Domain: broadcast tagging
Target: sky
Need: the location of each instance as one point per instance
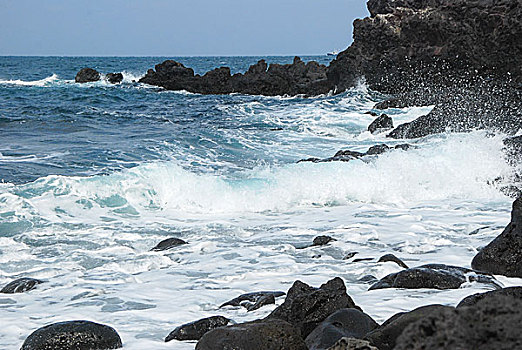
(176, 27)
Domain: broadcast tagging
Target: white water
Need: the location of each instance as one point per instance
(90, 237)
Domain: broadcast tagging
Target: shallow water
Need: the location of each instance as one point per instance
(94, 175)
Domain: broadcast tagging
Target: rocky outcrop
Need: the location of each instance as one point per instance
(350, 323)
(490, 324)
(503, 256)
(435, 276)
(306, 306)
(73, 335)
(267, 334)
(21, 285)
(260, 79)
(87, 75)
(195, 330)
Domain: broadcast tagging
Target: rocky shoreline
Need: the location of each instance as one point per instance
(463, 57)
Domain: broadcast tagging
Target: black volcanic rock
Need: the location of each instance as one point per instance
(435, 276)
(350, 323)
(195, 330)
(260, 79)
(266, 334)
(306, 306)
(503, 256)
(21, 285)
(382, 122)
(87, 75)
(114, 78)
(84, 335)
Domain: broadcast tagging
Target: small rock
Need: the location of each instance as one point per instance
(195, 330)
(392, 258)
(87, 75)
(350, 323)
(306, 306)
(252, 297)
(262, 334)
(352, 344)
(382, 122)
(114, 78)
(84, 335)
(168, 244)
(21, 285)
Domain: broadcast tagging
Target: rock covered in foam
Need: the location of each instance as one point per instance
(195, 330)
(306, 306)
(69, 335)
(503, 256)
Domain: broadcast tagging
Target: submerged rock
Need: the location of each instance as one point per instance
(503, 256)
(350, 323)
(381, 123)
(492, 323)
(114, 78)
(21, 285)
(195, 330)
(266, 334)
(87, 75)
(385, 337)
(168, 244)
(306, 306)
(69, 335)
(435, 276)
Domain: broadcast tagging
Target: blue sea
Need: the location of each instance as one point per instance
(92, 176)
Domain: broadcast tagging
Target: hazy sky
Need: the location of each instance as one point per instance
(176, 27)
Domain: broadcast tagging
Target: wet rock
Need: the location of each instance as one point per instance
(168, 244)
(306, 306)
(381, 123)
(503, 256)
(266, 334)
(260, 302)
(253, 297)
(87, 75)
(21, 285)
(69, 335)
(385, 337)
(435, 276)
(352, 344)
(114, 78)
(392, 258)
(350, 323)
(515, 292)
(195, 330)
(492, 323)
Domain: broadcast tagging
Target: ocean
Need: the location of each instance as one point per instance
(92, 176)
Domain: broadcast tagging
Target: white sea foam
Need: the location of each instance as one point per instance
(42, 82)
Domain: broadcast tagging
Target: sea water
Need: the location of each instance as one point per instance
(95, 175)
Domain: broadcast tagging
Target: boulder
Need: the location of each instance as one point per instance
(385, 337)
(168, 244)
(381, 123)
(492, 323)
(515, 292)
(21, 285)
(267, 335)
(195, 330)
(350, 323)
(253, 297)
(69, 335)
(435, 276)
(503, 256)
(352, 344)
(306, 306)
(87, 75)
(114, 78)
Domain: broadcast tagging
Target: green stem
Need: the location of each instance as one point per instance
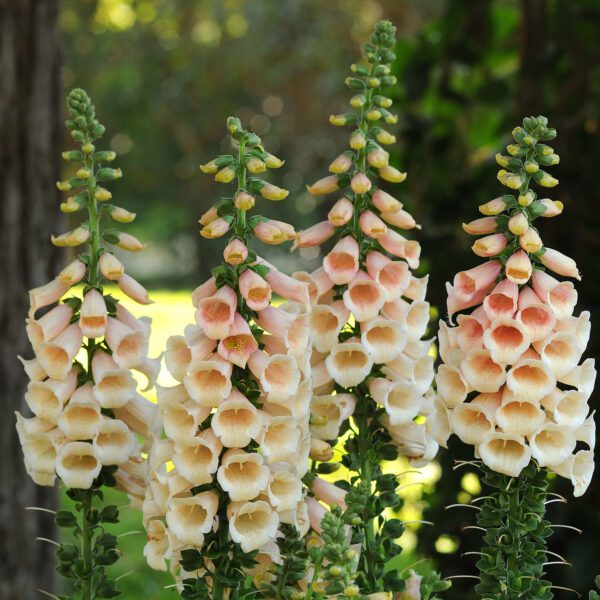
(87, 590)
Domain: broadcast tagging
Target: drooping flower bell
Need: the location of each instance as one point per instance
(237, 422)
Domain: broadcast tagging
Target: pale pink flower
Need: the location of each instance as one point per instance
(56, 356)
(47, 294)
(239, 343)
(360, 183)
(341, 212)
(255, 290)
(341, 264)
(93, 315)
(518, 268)
(384, 202)
(215, 313)
(371, 225)
(235, 252)
(490, 245)
(47, 327)
(363, 298)
(560, 263)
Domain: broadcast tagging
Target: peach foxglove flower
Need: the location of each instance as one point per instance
(93, 315)
(110, 266)
(255, 290)
(216, 313)
(238, 344)
(341, 264)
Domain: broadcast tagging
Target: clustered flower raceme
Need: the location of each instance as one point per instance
(369, 312)
(236, 423)
(511, 380)
(87, 415)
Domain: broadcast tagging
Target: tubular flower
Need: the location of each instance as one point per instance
(511, 376)
(78, 387)
(369, 362)
(236, 424)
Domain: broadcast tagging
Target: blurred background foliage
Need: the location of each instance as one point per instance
(165, 74)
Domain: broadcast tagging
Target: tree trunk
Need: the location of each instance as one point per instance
(30, 134)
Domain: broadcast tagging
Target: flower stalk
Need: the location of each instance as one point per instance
(511, 379)
(82, 428)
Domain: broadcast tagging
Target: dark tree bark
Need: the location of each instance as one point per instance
(30, 134)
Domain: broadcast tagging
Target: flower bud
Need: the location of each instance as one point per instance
(518, 224)
(493, 207)
(360, 183)
(341, 164)
(255, 165)
(392, 174)
(530, 241)
(357, 140)
(102, 195)
(120, 215)
(235, 252)
(243, 200)
(378, 158)
(225, 175)
(272, 192)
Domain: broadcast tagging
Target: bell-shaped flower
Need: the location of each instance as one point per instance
(114, 442)
(49, 326)
(197, 459)
(505, 453)
(239, 343)
(363, 298)
(349, 363)
(81, 418)
(56, 356)
(129, 346)
(384, 339)
(284, 490)
(46, 294)
(114, 386)
(560, 296)
(530, 379)
(216, 313)
(561, 352)
(208, 382)
(190, 518)
(341, 264)
(253, 525)
(328, 412)
(279, 440)
(451, 386)
(243, 475)
(506, 340)
(177, 356)
(579, 468)
(47, 398)
(552, 444)
(502, 301)
(481, 372)
(255, 290)
(326, 322)
(393, 277)
(77, 464)
(519, 416)
(236, 421)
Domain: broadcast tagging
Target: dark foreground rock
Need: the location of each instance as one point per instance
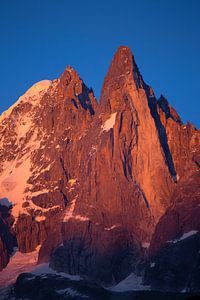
(31, 287)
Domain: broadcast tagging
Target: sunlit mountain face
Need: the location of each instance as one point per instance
(98, 198)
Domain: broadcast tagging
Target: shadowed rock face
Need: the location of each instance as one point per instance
(7, 236)
(98, 176)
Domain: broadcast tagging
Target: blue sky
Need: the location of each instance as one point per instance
(38, 39)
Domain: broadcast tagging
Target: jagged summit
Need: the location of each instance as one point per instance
(96, 178)
(122, 73)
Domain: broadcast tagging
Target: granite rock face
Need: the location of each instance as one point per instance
(7, 236)
(98, 179)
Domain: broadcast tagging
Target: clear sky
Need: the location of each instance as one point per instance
(39, 38)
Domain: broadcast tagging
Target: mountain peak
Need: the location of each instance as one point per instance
(123, 72)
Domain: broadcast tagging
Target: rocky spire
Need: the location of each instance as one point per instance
(122, 72)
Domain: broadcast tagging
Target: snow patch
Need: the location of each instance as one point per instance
(34, 93)
(40, 218)
(19, 263)
(72, 181)
(44, 268)
(130, 283)
(5, 202)
(109, 123)
(145, 245)
(13, 182)
(184, 236)
(112, 227)
(72, 293)
(70, 213)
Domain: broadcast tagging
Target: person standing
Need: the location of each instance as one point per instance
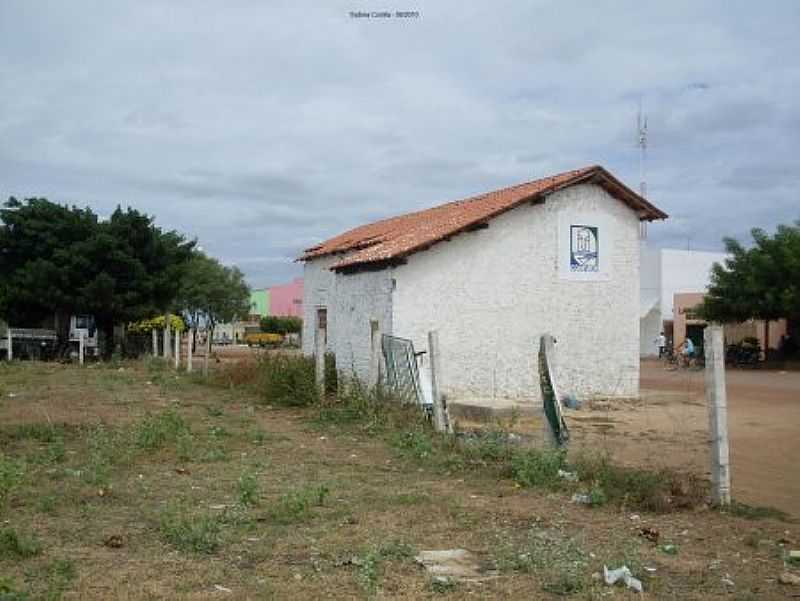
(661, 343)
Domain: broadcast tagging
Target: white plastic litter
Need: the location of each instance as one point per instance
(624, 574)
(568, 476)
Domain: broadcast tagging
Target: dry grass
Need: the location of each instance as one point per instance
(143, 484)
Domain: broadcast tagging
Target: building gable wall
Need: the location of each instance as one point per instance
(492, 293)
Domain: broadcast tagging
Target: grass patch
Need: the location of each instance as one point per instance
(12, 472)
(156, 431)
(559, 562)
(538, 467)
(658, 491)
(191, 533)
(15, 546)
(247, 489)
(370, 563)
(296, 505)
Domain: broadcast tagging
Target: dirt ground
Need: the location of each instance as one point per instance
(669, 427)
(103, 466)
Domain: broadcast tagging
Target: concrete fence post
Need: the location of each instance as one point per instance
(319, 357)
(716, 397)
(208, 352)
(177, 349)
(441, 420)
(375, 354)
(189, 344)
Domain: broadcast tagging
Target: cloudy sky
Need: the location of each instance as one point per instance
(263, 127)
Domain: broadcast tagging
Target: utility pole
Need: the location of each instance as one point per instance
(716, 398)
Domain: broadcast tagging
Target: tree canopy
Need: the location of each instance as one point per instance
(62, 260)
(212, 293)
(757, 282)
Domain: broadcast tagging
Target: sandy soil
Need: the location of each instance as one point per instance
(669, 426)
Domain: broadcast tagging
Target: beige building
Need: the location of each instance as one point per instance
(687, 323)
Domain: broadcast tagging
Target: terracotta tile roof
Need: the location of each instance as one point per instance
(390, 240)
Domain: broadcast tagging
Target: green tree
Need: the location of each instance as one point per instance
(212, 293)
(758, 282)
(62, 260)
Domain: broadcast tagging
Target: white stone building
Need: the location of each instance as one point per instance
(665, 273)
(492, 274)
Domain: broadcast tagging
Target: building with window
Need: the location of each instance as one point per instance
(492, 273)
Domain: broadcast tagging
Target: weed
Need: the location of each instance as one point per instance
(659, 491)
(215, 411)
(417, 444)
(105, 447)
(559, 561)
(15, 546)
(538, 467)
(370, 562)
(156, 431)
(247, 488)
(442, 585)
(184, 446)
(489, 447)
(12, 472)
(190, 533)
(287, 380)
(9, 592)
(295, 505)
(755, 512)
(57, 576)
(42, 432)
(47, 503)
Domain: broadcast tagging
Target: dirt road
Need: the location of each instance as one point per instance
(669, 426)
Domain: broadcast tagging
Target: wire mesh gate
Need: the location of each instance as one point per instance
(402, 371)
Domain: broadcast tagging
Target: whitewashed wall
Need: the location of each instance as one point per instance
(352, 301)
(492, 293)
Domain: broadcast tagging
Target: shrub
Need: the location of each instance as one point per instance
(276, 324)
(287, 380)
(537, 467)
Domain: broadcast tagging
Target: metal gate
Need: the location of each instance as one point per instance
(402, 371)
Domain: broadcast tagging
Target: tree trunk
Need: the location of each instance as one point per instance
(106, 326)
(62, 332)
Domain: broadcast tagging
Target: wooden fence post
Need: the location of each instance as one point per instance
(189, 344)
(441, 420)
(167, 339)
(81, 347)
(716, 398)
(208, 352)
(177, 349)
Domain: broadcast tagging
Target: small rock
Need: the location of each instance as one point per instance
(114, 541)
(789, 578)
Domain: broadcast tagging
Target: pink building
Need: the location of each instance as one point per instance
(287, 299)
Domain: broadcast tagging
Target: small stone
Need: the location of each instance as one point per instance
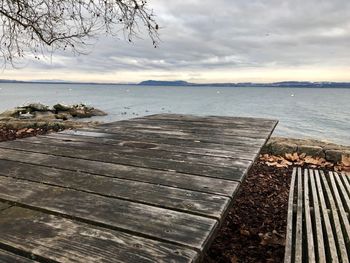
(336, 155)
(310, 150)
(282, 148)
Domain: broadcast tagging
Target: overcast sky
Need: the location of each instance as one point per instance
(218, 41)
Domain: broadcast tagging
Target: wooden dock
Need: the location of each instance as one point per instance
(151, 189)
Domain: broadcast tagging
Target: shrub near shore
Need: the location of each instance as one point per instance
(35, 119)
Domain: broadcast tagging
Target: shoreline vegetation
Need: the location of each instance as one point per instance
(264, 193)
(36, 119)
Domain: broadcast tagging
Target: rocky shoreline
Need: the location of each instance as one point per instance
(331, 152)
(35, 119)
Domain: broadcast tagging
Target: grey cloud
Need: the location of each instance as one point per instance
(221, 34)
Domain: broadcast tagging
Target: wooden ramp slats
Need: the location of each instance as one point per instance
(320, 251)
(166, 178)
(289, 234)
(169, 137)
(48, 237)
(234, 173)
(209, 119)
(229, 138)
(4, 206)
(71, 140)
(195, 146)
(150, 221)
(320, 230)
(232, 123)
(307, 212)
(132, 152)
(8, 257)
(143, 190)
(158, 195)
(189, 130)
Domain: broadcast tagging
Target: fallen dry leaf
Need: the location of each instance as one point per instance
(345, 160)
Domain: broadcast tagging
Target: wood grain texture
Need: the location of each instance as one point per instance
(151, 189)
(162, 196)
(133, 152)
(193, 149)
(320, 244)
(288, 254)
(8, 257)
(150, 221)
(3, 206)
(166, 178)
(320, 231)
(62, 240)
(235, 172)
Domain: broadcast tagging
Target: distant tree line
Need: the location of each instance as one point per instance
(37, 26)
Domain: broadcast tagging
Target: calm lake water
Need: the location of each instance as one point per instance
(303, 112)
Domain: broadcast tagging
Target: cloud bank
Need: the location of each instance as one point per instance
(218, 41)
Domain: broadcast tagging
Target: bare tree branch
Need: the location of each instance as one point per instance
(32, 26)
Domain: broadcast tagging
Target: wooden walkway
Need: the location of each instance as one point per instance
(151, 189)
(318, 229)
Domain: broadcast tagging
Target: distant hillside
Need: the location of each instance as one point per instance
(283, 84)
(165, 83)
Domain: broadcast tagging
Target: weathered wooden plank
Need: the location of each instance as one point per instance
(166, 178)
(139, 219)
(209, 205)
(169, 138)
(336, 220)
(309, 231)
(320, 252)
(208, 122)
(139, 152)
(210, 119)
(226, 136)
(332, 254)
(4, 206)
(299, 220)
(173, 134)
(8, 257)
(184, 128)
(336, 203)
(62, 240)
(197, 142)
(289, 235)
(235, 172)
(240, 151)
(346, 179)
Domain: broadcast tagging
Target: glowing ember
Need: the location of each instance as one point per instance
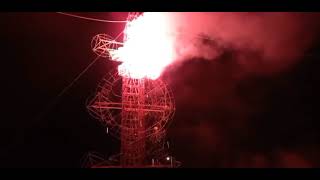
(148, 48)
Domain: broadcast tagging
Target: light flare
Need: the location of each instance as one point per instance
(148, 47)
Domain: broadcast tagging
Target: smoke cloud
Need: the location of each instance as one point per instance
(233, 104)
(280, 38)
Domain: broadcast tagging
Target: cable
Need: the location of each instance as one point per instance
(90, 19)
(50, 105)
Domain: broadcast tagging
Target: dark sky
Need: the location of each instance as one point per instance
(221, 120)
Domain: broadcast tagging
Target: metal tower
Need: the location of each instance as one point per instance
(135, 110)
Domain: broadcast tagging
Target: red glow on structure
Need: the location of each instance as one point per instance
(148, 47)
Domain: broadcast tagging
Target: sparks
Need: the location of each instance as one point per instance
(148, 48)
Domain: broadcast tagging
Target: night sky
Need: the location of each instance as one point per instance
(226, 116)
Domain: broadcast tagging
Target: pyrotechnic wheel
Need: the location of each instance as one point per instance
(158, 107)
(103, 45)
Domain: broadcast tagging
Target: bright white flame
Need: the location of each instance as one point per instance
(148, 49)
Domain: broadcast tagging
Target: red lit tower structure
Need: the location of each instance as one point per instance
(135, 110)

────

Work item. Only one part of the material above is to be transcribed, namely the lines starting with the line that has "Target: tubular flower" and going on through the line that has "Target: flower bud", exactly as they stand.

Response area.
Target: tubular flower
Need: the location of each instance as one point per instance
(511, 376)
(78, 387)
(369, 362)
(236, 424)
Domain: broadcast tagging
Target: blurred background foliage
Need: the location of each instance as one point per instance
(165, 74)
Domain: broadcast tagging
Target: tree trunk
Need: the location of each instance as one point per instance
(30, 134)
Domain: broadcast tagging
Target: flower stalk
Need: the location of each instance as one point per instance
(511, 379)
(82, 428)
Domain: broadcast tagging
Target: dark tree bark
Need: the location of each instance as one point per instance
(30, 134)
Domain: broadcast tagging
Target: flower bud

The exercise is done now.